A data block
[Start]
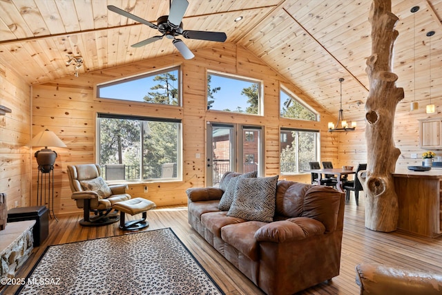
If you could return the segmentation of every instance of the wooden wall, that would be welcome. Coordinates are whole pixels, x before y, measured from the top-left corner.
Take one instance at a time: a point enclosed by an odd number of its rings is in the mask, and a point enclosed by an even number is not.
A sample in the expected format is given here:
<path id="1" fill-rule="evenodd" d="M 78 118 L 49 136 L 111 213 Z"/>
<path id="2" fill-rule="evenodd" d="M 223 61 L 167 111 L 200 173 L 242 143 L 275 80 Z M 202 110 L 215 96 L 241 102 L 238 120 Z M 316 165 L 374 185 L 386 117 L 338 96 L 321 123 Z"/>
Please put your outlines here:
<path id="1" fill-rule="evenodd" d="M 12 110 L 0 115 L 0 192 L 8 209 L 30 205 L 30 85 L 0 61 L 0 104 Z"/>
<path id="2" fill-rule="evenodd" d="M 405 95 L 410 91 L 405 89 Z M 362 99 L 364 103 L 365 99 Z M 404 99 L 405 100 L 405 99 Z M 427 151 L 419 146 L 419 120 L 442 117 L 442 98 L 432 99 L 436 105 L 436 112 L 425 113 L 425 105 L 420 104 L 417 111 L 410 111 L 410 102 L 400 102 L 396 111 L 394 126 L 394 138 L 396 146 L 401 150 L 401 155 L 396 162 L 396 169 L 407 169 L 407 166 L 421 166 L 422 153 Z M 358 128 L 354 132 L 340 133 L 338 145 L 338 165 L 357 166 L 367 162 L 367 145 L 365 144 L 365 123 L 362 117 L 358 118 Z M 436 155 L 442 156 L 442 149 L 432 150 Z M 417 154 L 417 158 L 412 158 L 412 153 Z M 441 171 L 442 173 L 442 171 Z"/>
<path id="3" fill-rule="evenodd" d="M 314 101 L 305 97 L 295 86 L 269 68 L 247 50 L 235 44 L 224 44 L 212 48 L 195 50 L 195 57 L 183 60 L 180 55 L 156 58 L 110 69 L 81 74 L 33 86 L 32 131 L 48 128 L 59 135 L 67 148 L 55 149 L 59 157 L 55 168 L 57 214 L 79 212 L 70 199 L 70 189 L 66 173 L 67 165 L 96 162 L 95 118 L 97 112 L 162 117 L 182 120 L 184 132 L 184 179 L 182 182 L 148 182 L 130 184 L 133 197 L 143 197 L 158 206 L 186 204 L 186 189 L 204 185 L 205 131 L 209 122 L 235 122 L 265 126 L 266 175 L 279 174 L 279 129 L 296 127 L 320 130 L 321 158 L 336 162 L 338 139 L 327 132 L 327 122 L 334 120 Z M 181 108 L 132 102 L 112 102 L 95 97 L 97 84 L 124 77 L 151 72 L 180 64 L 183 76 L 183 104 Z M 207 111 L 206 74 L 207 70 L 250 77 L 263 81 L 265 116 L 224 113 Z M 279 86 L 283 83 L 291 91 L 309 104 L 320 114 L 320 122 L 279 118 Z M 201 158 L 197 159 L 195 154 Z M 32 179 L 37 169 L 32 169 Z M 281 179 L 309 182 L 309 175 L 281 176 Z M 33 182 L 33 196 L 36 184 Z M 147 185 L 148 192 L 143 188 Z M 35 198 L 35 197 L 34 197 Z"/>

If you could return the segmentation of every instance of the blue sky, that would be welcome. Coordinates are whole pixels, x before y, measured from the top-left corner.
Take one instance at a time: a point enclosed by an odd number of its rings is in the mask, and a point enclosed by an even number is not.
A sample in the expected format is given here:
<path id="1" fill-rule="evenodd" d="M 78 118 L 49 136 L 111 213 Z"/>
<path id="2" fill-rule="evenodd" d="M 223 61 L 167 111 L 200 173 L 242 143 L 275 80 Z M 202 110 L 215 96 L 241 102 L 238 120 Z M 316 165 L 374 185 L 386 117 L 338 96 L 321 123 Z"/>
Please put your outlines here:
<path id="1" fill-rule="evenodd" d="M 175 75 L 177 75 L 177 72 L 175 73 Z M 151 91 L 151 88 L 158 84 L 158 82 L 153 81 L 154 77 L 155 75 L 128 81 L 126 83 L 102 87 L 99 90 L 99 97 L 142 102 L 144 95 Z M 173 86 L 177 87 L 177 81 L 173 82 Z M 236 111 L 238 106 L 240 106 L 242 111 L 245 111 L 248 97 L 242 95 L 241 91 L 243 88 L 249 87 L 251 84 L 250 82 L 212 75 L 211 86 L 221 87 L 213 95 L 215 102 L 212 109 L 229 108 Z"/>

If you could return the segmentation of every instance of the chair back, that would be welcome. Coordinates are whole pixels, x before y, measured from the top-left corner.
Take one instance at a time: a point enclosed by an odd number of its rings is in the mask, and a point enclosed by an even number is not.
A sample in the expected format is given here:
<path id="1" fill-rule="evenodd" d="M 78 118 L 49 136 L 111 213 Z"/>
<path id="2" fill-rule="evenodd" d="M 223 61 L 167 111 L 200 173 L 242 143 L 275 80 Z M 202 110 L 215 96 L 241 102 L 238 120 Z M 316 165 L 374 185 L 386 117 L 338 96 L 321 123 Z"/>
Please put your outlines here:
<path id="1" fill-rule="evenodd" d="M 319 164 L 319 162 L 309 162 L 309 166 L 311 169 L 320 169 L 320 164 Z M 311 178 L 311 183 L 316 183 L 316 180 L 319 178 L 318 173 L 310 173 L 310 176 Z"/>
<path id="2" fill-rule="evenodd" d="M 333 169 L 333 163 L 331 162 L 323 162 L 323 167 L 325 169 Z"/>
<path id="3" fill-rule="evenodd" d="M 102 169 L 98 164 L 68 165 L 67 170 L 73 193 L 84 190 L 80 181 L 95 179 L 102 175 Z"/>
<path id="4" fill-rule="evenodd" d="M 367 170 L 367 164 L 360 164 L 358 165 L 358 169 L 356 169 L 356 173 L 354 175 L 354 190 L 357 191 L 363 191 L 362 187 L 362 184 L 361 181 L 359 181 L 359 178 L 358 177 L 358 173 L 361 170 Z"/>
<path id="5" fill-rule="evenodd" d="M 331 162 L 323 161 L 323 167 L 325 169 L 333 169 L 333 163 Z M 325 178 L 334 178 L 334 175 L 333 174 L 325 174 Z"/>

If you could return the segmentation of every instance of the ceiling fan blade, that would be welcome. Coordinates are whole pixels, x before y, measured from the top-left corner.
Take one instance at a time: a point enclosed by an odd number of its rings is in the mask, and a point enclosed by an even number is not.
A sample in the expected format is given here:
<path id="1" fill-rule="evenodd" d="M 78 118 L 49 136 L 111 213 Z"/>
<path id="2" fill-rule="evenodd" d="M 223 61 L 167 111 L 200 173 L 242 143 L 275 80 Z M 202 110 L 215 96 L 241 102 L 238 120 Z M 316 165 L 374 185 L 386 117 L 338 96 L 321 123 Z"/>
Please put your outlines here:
[End]
Copy out the listing above line for line without changing anything, and omit the pictures.

If you could return the segmentation of every instance of the wooden wall, that would be welcome. Coordinates are whole pixels, x before y, measured from the top-left corner.
Take one instance at a time: a point enclosed by an odd number of its rings is in the mask, and a point enclosed by an even number is not.
A sample in the expected format is given here:
<path id="1" fill-rule="evenodd" d="M 78 118 L 49 136 L 111 213 Z"/>
<path id="2" fill-rule="evenodd" d="M 223 61 L 167 111 L 200 173 L 242 143 L 275 80 Z M 202 110 L 215 96 L 241 102 L 238 120 Z M 316 165 L 374 185 L 386 117 L 338 96 L 321 123 Z"/>
Please put your outlines here:
<path id="1" fill-rule="evenodd" d="M 12 110 L 0 115 L 0 192 L 8 209 L 30 205 L 30 85 L 0 61 L 0 104 Z"/>
<path id="2" fill-rule="evenodd" d="M 405 95 L 410 91 L 405 89 Z M 362 99 L 364 103 L 365 99 Z M 404 99 L 405 100 L 405 99 Z M 427 151 L 419 146 L 419 120 L 442 117 L 442 98 L 432 99 L 436 105 L 436 112 L 425 113 L 425 105 L 420 104 L 417 111 L 410 111 L 410 102 L 400 102 L 396 111 L 394 126 L 394 138 L 396 146 L 401 150 L 401 155 L 396 162 L 396 169 L 407 169 L 407 166 L 421 166 L 422 153 Z M 358 128 L 354 132 L 340 133 L 338 145 L 338 165 L 357 166 L 367 162 L 367 145 L 365 144 L 365 123 L 362 117 L 358 118 Z M 436 155 L 442 156 L 442 149 L 432 150 Z M 417 154 L 417 158 L 412 158 L 412 153 Z M 441 171 L 442 173 L 442 171 Z"/>
<path id="3" fill-rule="evenodd" d="M 314 101 L 305 97 L 295 86 L 269 68 L 247 50 L 235 44 L 224 44 L 212 48 L 195 50 L 195 57 L 183 60 L 180 55 L 156 58 L 110 69 L 81 74 L 33 86 L 32 131 L 48 128 L 59 135 L 67 148 L 55 149 L 59 157 L 55 168 L 57 214 L 79 212 L 70 199 L 70 189 L 66 173 L 67 165 L 96 162 L 95 118 L 97 112 L 162 117 L 182 120 L 184 132 L 184 179 L 182 182 L 148 182 L 130 184 L 133 197 L 143 197 L 158 206 L 186 204 L 186 189 L 204 185 L 205 131 L 209 122 L 235 122 L 265 126 L 266 175 L 279 174 L 279 129 L 296 127 L 320 130 L 321 158 L 336 162 L 338 139 L 327 132 L 327 122 L 334 120 Z M 181 108 L 132 102 L 112 102 L 95 97 L 97 84 L 124 77 L 151 72 L 180 64 L 183 76 L 183 104 Z M 207 111 L 206 74 L 207 70 L 250 77 L 263 81 L 265 116 L 224 113 Z M 279 86 L 283 83 L 291 91 L 309 104 L 320 114 L 320 122 L 279 118 Z M 201 158 L 197 159 L 195 154 Z M 32 179 L 37 169 L 32 169 Z M 281 179 L 309 182 L 309 175 L 281 176 Z M 33 182 L 33 196 L 36 184 Z M 147 185 L 148 192 L 143 188 Z M 35 198 L 35 197 L 34 197 Z"/>

If you could return the segmentation of every instance of the blue sky, that would be welcome. Coordinates are whole pixels, x before y, measured from the top-left corner.
Take one instance at a time: a point enclosed by an odd number of its rings is in the mask, and a point enclosed by an even number is not.
A sample in the expected format is given here:
<path id="1" fill-rule="evenodd" d="M 78 118 L 49 136 L 111 213 Z"/>
<path id="2" fill-rule="evenodd" d="M 223 61 L 167 111 L 200 173 L 242 143 L 275 80 Z M 202 110 L 215 96 L 241 102 L 238 120 Z M 316 165 L 374 185 L 386 117 L 338 96 L 321 123 Z"/>
Please put your outlines here:
<path id="1" fill-rule="evenodd" d="M 175 75 L 177 75 L 177 72 L 175 73 Z M 151 91 L 151 88 L 158 84 L 158 82 L 153 81 L 154 77 L 155 75 L 128 81 L 126 83 L 102 87 L 99 90 L 99 97 L 142 102 L 144 95 Z M 173 86 L 177 87 L 177 81 L 173 82 Z M 236 111 L 238 106 L 240 106 L 242 111 L 245 111 L 248 97 L 242 95 L 241 91 L 243 88 L 249 87 L 251 84 L 250 82 L 212 75 L 211 86 L 221 87 L 213 95 L 215 102 L 212 109 L 229 108 Z"/>

If you could return the segmentation of every instance of the chair back, that would be welcome. Coordinates are whole pixels, x before y, measured from the top-left corner.
Take one instance at a time: a point enclosed by an odd number of its rings is in the mask, and a point enclosed by an even number is not.
A sample in the expected format is given here:
<path id="1" fill-rule="evenodd" d="M 78 118 L 49 136 L 111 213 Z"/>
<path id="2" fill-rule="evenodd" d="M 223 61 L 167 111 L 200 173 L 242 143 L 275 80 Z M 202 110 L 215 96 L 241 102 L 238 120 Z M 316 165 L 374 185 L 386 117 L 338 96 L 321 123 Z"/>
Please put your outlines here:
<path id="1" fill-rule="evenodd" d="M 319 164 L 319 162 L 309 162 L 309 166 L 311 169 L 320 169 L 320 164 Z M 311 178 L 311 183 L 316 183 L 316 180 L 319 178 L 318 173 L 310 173 L 310 176 Z"/>
<path id="2" fill-rule="evenodd" d="M 333 169 L 333 163 L 331 162 L 323 162 L 323 167 L 325 169 Z"/>
<path id="3" fill-rule="evenodd" d="M 102 169 L 98 164 L 68 165 L 67 170 L 73 193 L 84 190 L 80 181 L 95 179 L 102 175 Z"/>
<path id="4" fill-rule="evenodd" d="M 367 170 L 367 164 L 360 164 L 358 165 L 358 169 L 356 169 L 356 173 L 354 175 L 354 190 L 357 191 L 363 191 L 362 187 L 362 184 L 361 181 L 359 181 L 359 178 L 358 177 L 358 173 L 361 170 Z"/>
<path id="5" fill-rule="evenodd" d="M 331 162 L 323 161 L 323 167 L 325 169 L 333 169 L 333 163 Z M 325 178 L 334 178 L 334 175 L 333 174 L 325 174 Z"/>

If you could return the segmentation of every instance of the ceiling fan blade, that would be welcome. Coordinates are whole pixels, x before y, measured from the top-left corner.
Take one instance at a time: a point enclosed by an odd number of its rings is in the mask, and a point enclosed by an even number is not.
A sample in the expected format is given here:
<path id="1" fill-rule="evenodd" d="M 78 118 L 49 136 L 111 213 Z"/>
<path id="2" fill-rule="evenodd" d="M 223 61 L 167 111 L 200 173 L 242 143 L 275 80 Z M 202 110 L 215 96 L 241 102 L 238 120 Z M 316 165 L 374 185 L 386 117 L 338 96 L 321 123 Z"/>
Please put your outlines here:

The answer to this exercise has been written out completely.